**Enunciado**
Com base no texto sobre a consumação dos crimes de furto e roubo, explique em uma a três frases por que o STJ guardava sérias divergências.

**Texto fornecido**

:::

Contudo, apesar da formação perene no STF, o STJ guardava sérias divergências, pois a Quinta Turma seguia o entendimento firmado pelo STF, ou seja, não requer a posse tranqüila para consumação do delito de furto (teoria da amotio), ao passo que a Sexta Turma entendia conforme a doutrina clássica (teoria da ablatio):

Portanto, em termos de conclusão, pode-se afirmar que atualmente os delitos de roubo e furto, segundo as duas cortes do país, seguem a teoria da amotio, o que significa que o crime se consuma quando o bem é apossado pelo agressor, não importando se a vítima permanece com a vigilância ou se há posse tranqüila.

Assim seguindo a mesma concepção da teoria da amotio:

“A Turma, por maioria, entendeu que o delito de roubo consuma-se quando o agente retira a res furtiva da esfera de vigilância da vítima, mesmo que, imediatamente após a subtração da coisa, haja perseguição e aqueles venham a ser presos. Adotou-se a teoria da amotio. Precedente citado do STF: HC 70.095-1-SP, DJ 26/11/1993. REsp 407.162-SP, Rel. Min. Fernando Gonçalves, julgado em 18/6/2002”.

“A Seção, ao prosseguir o julgamento, acolheu os embargos por maioria, considerando que o crime de roubo se consuma no momento em que o agente se torna possuidor da coisa subtraída, independente de ser a posse tranqüila ou não. Precedentes citados: EREsp 197.848-DF, DJ 15/5/2000, e EREsp 78.434-SP, DJ 6/10/1997. EREsp 229.147-RS, Rel. Min. Gilson Dipp, julgado em 9/3/2005”

:::

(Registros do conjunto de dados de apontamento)
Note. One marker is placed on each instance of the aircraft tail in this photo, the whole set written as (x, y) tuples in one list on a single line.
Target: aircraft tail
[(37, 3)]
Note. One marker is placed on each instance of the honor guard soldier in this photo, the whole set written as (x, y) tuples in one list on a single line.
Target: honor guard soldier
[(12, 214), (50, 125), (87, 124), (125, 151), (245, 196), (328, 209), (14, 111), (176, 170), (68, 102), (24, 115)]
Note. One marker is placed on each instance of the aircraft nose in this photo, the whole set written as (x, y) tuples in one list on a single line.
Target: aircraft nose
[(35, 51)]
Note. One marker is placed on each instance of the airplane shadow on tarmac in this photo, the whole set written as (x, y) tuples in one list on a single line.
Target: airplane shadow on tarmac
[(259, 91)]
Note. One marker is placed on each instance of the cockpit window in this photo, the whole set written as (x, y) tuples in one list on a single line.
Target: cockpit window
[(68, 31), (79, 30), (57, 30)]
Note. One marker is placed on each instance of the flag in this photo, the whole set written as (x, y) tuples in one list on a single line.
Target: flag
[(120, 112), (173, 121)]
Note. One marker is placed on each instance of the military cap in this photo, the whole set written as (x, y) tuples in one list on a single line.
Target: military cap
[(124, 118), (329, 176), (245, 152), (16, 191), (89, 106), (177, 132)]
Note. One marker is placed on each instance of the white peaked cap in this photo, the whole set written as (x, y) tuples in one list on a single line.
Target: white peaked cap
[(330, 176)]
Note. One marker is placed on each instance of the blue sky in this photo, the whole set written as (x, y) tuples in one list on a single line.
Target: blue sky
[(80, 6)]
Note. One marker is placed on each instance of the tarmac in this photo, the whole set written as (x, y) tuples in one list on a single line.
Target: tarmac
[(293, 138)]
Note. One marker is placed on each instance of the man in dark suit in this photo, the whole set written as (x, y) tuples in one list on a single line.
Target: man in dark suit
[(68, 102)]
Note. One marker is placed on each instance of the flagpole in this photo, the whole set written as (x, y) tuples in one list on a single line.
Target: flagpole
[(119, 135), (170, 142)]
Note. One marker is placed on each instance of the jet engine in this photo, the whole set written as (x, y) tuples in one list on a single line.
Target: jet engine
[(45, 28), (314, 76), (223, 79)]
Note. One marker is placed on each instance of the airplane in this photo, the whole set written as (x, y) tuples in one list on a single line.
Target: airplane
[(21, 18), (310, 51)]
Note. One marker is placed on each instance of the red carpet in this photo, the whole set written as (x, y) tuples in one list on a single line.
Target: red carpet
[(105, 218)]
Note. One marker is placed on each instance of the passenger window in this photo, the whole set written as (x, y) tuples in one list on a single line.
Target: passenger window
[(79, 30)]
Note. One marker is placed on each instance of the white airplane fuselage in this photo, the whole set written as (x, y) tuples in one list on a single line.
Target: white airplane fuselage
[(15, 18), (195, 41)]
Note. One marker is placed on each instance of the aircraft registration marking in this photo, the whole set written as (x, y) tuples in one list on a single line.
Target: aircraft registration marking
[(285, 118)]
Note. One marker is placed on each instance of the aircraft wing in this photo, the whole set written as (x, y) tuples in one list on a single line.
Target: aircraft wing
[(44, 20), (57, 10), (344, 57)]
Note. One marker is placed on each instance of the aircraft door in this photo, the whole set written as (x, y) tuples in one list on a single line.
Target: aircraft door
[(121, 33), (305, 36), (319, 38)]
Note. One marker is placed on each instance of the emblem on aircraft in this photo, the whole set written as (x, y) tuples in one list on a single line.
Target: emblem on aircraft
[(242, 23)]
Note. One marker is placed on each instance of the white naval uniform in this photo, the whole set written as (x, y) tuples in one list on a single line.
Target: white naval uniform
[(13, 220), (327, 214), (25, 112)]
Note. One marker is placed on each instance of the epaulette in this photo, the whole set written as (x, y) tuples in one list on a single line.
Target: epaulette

:::

**Solução do exercício**
As divergências existiam porque as turmas do STJ adotavam teorias diferentes. A Quinta Turma seguia o entendimento firmado pelo STF, a teoria da amotio, que não requer a posse tranqüila para a consumação do furto. A Sexta Turma seguia a doutrina clássica, a teoria da ablatio.